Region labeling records
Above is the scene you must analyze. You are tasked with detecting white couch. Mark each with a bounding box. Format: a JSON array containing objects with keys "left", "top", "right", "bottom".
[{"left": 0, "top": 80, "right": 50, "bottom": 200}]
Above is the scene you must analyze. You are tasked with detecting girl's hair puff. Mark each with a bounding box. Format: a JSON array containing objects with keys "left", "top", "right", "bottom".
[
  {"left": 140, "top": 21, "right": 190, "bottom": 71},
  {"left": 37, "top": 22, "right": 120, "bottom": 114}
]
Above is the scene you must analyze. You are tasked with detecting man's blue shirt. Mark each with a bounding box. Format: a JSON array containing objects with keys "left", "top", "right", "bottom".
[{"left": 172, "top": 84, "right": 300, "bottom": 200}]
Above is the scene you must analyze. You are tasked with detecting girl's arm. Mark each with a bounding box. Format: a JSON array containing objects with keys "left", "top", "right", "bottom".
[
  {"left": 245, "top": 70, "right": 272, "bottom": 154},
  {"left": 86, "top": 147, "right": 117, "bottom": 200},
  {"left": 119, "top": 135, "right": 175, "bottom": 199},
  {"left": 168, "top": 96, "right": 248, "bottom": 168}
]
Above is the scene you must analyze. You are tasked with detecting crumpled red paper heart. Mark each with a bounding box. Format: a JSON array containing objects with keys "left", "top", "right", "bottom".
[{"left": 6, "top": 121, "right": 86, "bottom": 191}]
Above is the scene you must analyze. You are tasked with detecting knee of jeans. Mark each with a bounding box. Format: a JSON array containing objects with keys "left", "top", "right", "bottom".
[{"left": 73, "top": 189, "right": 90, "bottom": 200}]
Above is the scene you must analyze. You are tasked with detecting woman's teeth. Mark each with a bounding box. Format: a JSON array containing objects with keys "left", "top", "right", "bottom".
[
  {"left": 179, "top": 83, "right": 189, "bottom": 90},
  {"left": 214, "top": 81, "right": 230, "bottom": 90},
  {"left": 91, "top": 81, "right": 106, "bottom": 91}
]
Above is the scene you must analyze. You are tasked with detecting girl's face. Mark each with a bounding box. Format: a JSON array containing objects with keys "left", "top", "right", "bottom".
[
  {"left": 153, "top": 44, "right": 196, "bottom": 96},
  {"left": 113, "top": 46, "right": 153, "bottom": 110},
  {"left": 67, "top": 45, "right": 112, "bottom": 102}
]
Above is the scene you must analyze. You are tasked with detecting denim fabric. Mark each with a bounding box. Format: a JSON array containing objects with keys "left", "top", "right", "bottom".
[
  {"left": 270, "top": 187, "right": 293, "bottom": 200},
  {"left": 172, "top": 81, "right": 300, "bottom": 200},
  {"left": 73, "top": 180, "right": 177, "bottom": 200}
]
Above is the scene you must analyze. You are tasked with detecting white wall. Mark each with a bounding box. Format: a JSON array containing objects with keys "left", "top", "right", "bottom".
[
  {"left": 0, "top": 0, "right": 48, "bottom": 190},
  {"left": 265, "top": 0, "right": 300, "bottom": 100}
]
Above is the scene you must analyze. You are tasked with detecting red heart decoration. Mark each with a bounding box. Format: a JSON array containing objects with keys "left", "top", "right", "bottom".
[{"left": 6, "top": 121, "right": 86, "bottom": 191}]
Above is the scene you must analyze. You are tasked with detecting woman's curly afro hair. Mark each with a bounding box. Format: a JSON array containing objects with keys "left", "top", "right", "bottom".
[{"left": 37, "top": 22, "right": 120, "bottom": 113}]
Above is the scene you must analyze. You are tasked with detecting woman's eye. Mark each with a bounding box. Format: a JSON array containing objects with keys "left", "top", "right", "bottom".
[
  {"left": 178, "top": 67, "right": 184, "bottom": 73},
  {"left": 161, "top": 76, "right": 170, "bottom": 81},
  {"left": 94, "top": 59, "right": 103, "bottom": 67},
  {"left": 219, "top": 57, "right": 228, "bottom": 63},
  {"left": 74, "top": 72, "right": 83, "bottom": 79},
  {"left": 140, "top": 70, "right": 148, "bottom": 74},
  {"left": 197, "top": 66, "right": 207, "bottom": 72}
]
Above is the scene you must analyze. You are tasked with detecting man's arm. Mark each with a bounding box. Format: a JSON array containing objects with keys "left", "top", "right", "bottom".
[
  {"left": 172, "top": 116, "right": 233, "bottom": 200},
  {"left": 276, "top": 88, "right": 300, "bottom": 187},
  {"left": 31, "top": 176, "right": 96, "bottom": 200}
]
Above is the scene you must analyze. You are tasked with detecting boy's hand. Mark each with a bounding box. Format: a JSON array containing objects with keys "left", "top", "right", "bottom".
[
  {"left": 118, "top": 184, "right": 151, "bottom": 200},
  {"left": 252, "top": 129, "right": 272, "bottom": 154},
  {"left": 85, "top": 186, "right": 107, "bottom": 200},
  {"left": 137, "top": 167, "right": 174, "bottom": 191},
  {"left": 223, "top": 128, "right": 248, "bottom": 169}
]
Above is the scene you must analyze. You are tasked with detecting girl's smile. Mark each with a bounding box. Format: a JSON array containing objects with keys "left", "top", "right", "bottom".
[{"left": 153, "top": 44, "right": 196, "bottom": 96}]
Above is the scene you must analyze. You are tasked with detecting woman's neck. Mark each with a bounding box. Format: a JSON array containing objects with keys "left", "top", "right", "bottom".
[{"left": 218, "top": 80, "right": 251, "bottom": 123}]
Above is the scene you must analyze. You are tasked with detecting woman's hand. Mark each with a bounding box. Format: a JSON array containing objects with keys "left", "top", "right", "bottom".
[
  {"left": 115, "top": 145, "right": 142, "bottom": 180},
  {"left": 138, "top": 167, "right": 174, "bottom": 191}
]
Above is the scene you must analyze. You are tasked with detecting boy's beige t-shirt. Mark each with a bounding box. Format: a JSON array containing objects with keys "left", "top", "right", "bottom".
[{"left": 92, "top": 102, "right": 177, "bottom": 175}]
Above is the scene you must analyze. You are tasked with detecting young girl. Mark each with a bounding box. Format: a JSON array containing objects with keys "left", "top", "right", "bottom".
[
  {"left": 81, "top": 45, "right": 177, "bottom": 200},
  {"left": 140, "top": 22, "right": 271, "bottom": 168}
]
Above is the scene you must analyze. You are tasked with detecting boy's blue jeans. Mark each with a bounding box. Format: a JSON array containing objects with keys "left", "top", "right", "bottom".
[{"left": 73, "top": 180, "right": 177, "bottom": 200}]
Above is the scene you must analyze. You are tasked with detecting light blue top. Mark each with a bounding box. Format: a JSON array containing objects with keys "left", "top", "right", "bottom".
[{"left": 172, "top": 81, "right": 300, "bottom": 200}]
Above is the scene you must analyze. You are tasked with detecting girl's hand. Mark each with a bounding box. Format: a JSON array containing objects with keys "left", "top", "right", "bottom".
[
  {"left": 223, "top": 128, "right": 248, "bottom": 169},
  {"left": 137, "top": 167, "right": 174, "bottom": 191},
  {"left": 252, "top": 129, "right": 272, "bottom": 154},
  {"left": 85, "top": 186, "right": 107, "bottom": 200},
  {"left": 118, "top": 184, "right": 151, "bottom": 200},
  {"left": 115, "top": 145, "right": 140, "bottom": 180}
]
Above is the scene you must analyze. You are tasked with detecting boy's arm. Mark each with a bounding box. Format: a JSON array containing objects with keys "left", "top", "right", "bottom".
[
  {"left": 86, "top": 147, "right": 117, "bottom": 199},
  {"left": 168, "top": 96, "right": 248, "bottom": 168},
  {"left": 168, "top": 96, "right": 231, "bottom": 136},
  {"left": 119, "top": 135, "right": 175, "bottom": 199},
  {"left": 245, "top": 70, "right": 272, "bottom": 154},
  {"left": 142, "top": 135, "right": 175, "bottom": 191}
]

→ Task to complete
Turn the lines into a numbered list, starting at the line containing "detecting boy's blue" and running through the last line, both included, with any blank lines omitted.

→ Full response
1. Above is the scene you must analyze. You are tasked with detecting boy's blue jeans. Mark each with a bounding box. Format: a JSON array containing objects with keys "left", "top", "right", "bottom".
2. [{"left": 73, "top": 180, "right": 177, "bottom": 200}]
3. Above is the scene you must analyze. You are tasked with detecting light blue top. Mark each with a bounding box. Format: a JSON array containing objects with keys "left", "top", "right", "bottom".
4. [{"left": 172, "top": 81, "right": 300, "bottom": 200}]
5. Above is the scene you must analyze. You are tasked with detecting girl's hand. Mark each with a bounding box. Format: a JSON array containing objects with keys "left", "top", "right", "bottom".
6. [
7.   {"left": 223, "top": 128, "right": 248, "bottom": 169},
8.   {"left": 137, "top": 167, "right": 174, "bottom": 191},
9.   {"left": 252, "top": 129, "right": 272, "bottom": 154},
10.   {"left": 85, "top": 186, "right": 107, "bottom": 200},
11.   {"left": 118, "top": 184, "right": 151, "bottom": 200},
12.   {"left": 115, "top": 145, "right": 140, "bottom": 180}
13. ]
14. Above is the scene you must analyze. You are tasked with detecting boy's arm. Mark each with a bounding box. Format: a JSON array containing objects with keys "left", "top", "right", "bottom".
15. [
16.   {"left": 86, "top": 147, "right": 117, "bottom": 199},
17.   {"left": 168, "top": 96, "right": 248, "bottom": 168},
18.   {"left": 168, "top": 96, "right": 231, "bottom": 136},
19.   {"left": 119, "top": 135, "right": 175, "bottom": 199},
20.   {"left": 245, "top": 70, "right": 272, "bottom": 154},
21.   {"left": 142, "top": 135, "right": 175, "bottom": 191}
22. ]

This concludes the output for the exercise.